**TASK BRIEF:** Give the entries again exactly as they appear, but without the images.
#####
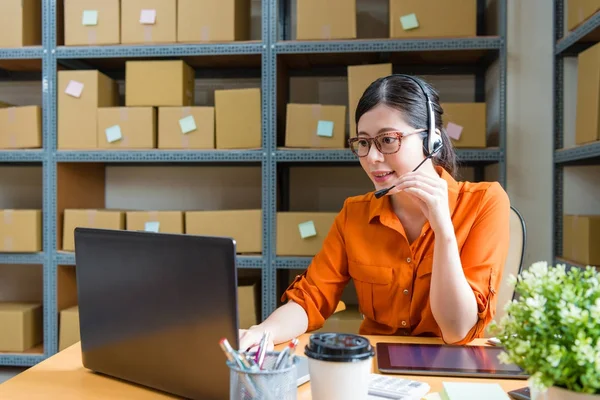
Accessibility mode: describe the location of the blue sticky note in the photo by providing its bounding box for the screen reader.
[179,115,197,134]
[316,120,334,137]
[400,13,419,30]
[298,221,317,239]
[82,10,98,26]
[144,221,160,233]
[105,125,122,143]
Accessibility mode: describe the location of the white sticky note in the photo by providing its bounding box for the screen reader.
[144,221,160,233]
[400,13,419,30]
[65,80,84,98]
[446,122,463,140]
[105,125,123,143]
[298,221,317,239]
[316,120,334,137]
[140,9,157,24]
[82,10,98,26]
[179,115,197,134]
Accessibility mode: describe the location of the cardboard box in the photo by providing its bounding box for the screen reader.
[347,64,392,138]
[441,103,487,148]
[126,60,195,107]
[0,303,43,352]
[285,104,347,148]
[121,0,176,44]
[97,107,157,149]
[296,0,356,40]
[158,107,215,149]
[0,210,42,252]
[58,70,119,149]
[238,285,257,329]
[64,0,120,46]
[567,0,600,31]
[177,0,251,42]
[185,210,262,254]
[563,215,600,266]
[0,0,41,48]
[276,212,337,256]
[126,211,184,234]
[389,0,476,38]
[0,106,42,149]
[59,306,80,351]
[576,42,600,145]
[63,209,125,251]
[215,88,261,149]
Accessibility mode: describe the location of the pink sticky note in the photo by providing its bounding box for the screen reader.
[140,9,156,24]
[446,122,463,140]
[65,80,84,98]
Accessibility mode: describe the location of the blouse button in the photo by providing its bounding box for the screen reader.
[403,289,409,295]
[406,257,411,263]
[401,320,407,327]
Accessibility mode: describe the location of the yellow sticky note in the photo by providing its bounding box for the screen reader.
[298,221,317,239]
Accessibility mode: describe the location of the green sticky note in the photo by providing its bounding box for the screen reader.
[179,115,197,134]
[105,125,122,143]
[316,120,334,137]
[298,221,317,239]
[82,10,98,26]
[400,13,419,30]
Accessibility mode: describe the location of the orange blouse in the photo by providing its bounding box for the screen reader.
[282,167,511,345]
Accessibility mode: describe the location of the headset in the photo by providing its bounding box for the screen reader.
[373,74,444,199]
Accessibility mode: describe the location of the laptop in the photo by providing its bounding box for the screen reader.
[74,227,239,400]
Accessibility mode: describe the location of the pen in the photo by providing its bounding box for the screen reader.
[219,338,258,398]
[254,331,270,369]
[286,338,299,367]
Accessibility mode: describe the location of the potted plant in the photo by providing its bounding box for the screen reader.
[490,261,600,400]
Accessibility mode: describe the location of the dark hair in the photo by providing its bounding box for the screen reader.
[355,74,458,178]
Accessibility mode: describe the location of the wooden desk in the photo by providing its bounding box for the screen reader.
[0,334,527,399]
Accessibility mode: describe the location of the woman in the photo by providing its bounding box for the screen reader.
[239,74,510,351]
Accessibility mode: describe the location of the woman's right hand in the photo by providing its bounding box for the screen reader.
[238,326,275,353]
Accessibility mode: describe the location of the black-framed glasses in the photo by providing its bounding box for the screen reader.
[348,130,424,157]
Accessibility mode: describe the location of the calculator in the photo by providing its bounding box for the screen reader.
[368,374,431,399]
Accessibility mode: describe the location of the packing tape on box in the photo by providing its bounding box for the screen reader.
[147,211,159,220]
[200,26,210,41]
[144,26,153,43]
[7,107,16,123]
[87,29,97,45]
[87,210,97,226]
[3,237,13,251]
[3,210,14,225]
[118,108,130,147]
[321,25,332,39]
[311,105,322,147]
[8,133,17,148]
[181,107,192,148]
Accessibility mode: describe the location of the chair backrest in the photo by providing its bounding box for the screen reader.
[492,206,526,327]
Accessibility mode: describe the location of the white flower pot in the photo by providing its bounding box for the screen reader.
[533,386,600,400]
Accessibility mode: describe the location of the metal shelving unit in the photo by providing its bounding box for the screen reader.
[552,2,600,266]
[0,0,507,366]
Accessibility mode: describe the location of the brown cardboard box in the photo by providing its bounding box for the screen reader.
[576,42,600,145]
[296,0,356,40]
[0,106,42,149]
[64,0,120,46]
[276,212,337,256]
[177,0,251,42]
[389,0,477,38]
[0,210,42,252]
[441,103,487,148]
[215,88,261,149]
[63,209,125,251]
[97,107,157,149]
[185,210,262,254]
[121,0,176,44]
[58,70,119,149]
[347,63,392,138]
[238,284,257,329]
[126,60,195,107]
[285,104,347,148]
[0,303,43,352]
[126,211,184,233]
[158,107,215,149]
[0,0,41,48]
[563,215,600,266]
[59,306,80,351]
[567,0,600,30]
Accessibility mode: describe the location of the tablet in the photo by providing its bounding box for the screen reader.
[376,342,529,379]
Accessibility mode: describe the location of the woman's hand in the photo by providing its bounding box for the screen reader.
[238,326,275,353]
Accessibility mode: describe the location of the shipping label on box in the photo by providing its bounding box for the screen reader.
[276,212,337,256]
[296,0,356,40]
[0,303,43,352]
[0,210,42,252]
[64,0,120,46]
[158,107,215,149]
[0,0,42,48]
[562,214,600,266]
[58,70,119,149]
[576,42,600,145]
[285,104,347,148]
[126,60,195,107]
[0,106,42,149]
[441,103,487,148]
[185,210,262,254]
[59,306,80,351]
[63,209,125,251]
[97,107,157,149]
[215,88,261,149]
[389,0,476,38]
[177,0,251,42]
[126,211,184,234]
[121,0,176,44]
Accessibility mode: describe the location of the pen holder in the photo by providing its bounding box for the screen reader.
[227,352,298,400]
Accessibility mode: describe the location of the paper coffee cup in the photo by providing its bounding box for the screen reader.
[304,333,375,400]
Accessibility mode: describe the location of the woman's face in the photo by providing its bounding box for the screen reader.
[355,103,427,191]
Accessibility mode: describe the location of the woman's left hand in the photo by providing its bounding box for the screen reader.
[393,171,453,235]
#####
**RESULT OF THIS TASK:**
Accessibility mode: describe the location of the blue sticky note in the photo by providing its bounding box for the screen reader.
[179,115,197,134]
[316,120,334,137]
[400,13,419,30]
[298,221,317,239]
[82,10,98,26]
[144,221,160,233]
[105,125,122,143]
Accessibility mode: describe the location of the white sticky note in the photo by providing its bounding box for the screen reader.
[144,221,160,233]
[400,13,419,30]
[65,80,84,98]
[446,122,463,140]
[105,125,123,143]
[298,221,317,239]
[316,120,334,137]
[140,9,157,24]
[82,10,98,26]
[179,115,197,134]
Accessibility mode: describe the location of the cardboard box in the photo by providing its bounding box for the screen reader.
[347,64,392,138]
[441,103,487,148]
[126,60,195,107]
[0,303,43,352]
[285,104,347,148]
[121,0,176,44]
[97,107,157,149]
[296,0,356,40]
[158,107,215,149]
[0,210,42,252]
[58,70,119,149]
[238,285,257,329]
[64,0,120,46]
[567,0,600,31]
[177,0,251,42]
[185,210,262,254]
[563,215,600,266]
[0,0,41,48]
[276,212,337,256]
[126,211,184,234]
[389,0,476,38]
[0,106,42,149]
[59,306,80,351]
[576,42,600,145]
[63,209,125,251]
[215,88,261,149]
Accessibility mode: describe the location of the pink sticky note in the photo by providing its bounding box for the screen reader.
[140,9,156,24]
[446,122,463,140]
[65,80,84,98]
Accessibility mode: describe the location of the blouse button in the photo by providing its bounding box for the screen reader.
[403,289,409,295]
[406,257,411,263]
[401,320,407,327]
Accessibility mode: describe the location of the yellow sticky note in the photo by providing its bounding box for the screen reader.
[298,221,317,239]
Accessibility mode: describe the location of the green sticky note in the photo by providing its bounding box for the screen reader.
[179,115,197,134]
[105,125,122,143]
[316,120,334,137]
[298,221,317,239]
[82,10,98,26]
[400,13,419,30]
Accessibility mode: describe the location of the orange blouse in the photo by providing its bounding box for the screen reader.
[282,167,511,345]
Accessibility mode: describe the location of the headset in the photo by providing its bounding box for the screen reader.
[373,74,444,199]
Accessibility mode: describe the location of the laptop in the photo by providing its bounding box for the screen reader.
[74,227,239,400]
Accessibility mode: describe the location of the pen in the photo by providing its bounding box for the screen reader.
[219,338,258,398]
[254,331,270,369]
[286,338,299,367]
Accessibility mode: describe the location of the potted plant in the photo by providing its bounding box for the screen reader.
[490,261,600,400]
Accessibility mode: describe the location of the dark hair in the photo by providing its bounding box for the screen reader.
[355,74,458,178]
Accessibility mode: describe the location of the wooden desk in the photo by providing its bounding box for the screen reader.
[0,334,527,399]
Accessibility mode: describe the location of the woman in the photo by providing its bounding box for the screen reader.
[239,74,510,351]
Accessibility mode: describe the location of the woman's right hand in the photo by providing its bounding box for the screen reader.
[238,326,275,353]
Accessibility mode: describe the location of the black-framed glasses in the photo by providing its bounding box for the screen reader.
[348,130,424,157]
Accessibility mode: describe the location of the calculator in the photo by providing its bounding box for the screen reader.
[368,374,431,399]
Accessibility mode: describe the location of the packing tape on box in the photo by providing its bounding box for the screen reader.
[147,211,159,220]
[200,26,210,41]
[144,26,153,43]
[7,107,16,123]
[87,29,97,45]
[87,210,97,226]
[3,237,13,251]
[3,210,14,225]
[118,108,130,147]
[321,25,332,39]
[311,105,322,147]
[8,133,17,148]
[181,107,192,148]
Accessibility mode: describe the location of the chair backrest in the photo by providing its bounding box for the screen reader.
[492,206,526,327]
Accessibility mode: describe the location of the white flower pot in the photo by providing its bounding box for the screen reader.
[533,386,600,400]
Accessibility mode: describe the location of the metal shelving unit in the photo by providing its bounding box for the screen reader.
[552,2,600,266]
[0,0,507,366]
Accessibility mode: describe the location of the brown cardboard box in the photo by providing its bounding box for the screen reader.
[576,42,600,145]
[296,0,356,40]
[0,106,42,149]
[64,0,120,46]
[276,212,337,256]
[177,0,251,42]
[389,0,477,38]
[0,210,42,252]
[441,103,487,148]
[215,88,261,149]
[63,209,125,251]
[97,107,157,149]
[185,210,262,254]
[121,0,176,44]
[58,70,119,149]
[347,63,392,138]
[238,284,257,329]
[126,60,195,107]
[285,104,347,148]
[0,303,43,352]
[126,211,184,233]
[158,107,215,149]
[0,0,41,48]
[563,215,600,266]
[59,306,80,351]
[567,0,600,30]
Accessibility mode: describe the location of the tablet in the photo by providing its bounding box for the screen reader.
[376,342,529,379]
Accessibility mode: describe the location of the woman's hand in the photo by providing its bounding box for the screen reader.
[238,326,275,353]
Accessibility mode: describe the location of the shipping label on box in the photo by providing its bounding box for the screen reader.
[276,212,337,256]
[296,0,356,40]
[0,303,43,352]
[0,210,42,252]
[64,0,120,46]
[158,107,215,149]
[0,0,42,48]
[562,214,600,266]
[58,70,119,149]
[576,42,600,145]
[285,104,347,148]
[126,60,195,107]
[0,106,42,149]
[441,103,487,148]
[185,210,262,254]
[59,306,80,351]
[63,209,125,251]
[97,107,157,149]
[215,88,261,149]
[389,0,476,38]
[177,0,251,42]
[126,211,184,234]
[121,0,176,44]
Accessibility mode: describe the location of the pen holder in the photo by providing its bounding box for the screen reader.
[227,352,298,400]
Accessibility mode: describe the location of the paper coffee cup in the photo by providing its bounding box for the screen reader.
[304,333,375,400]
Accessibility mode: describe the location of the woman's face in the photo by providing its bounding box for the screen reader.
[355,103,427,191]
Accessibility mode: describe the location of the woman's left hand in the photo by providing its bounding box for the screen reader.
[393,171,453,235]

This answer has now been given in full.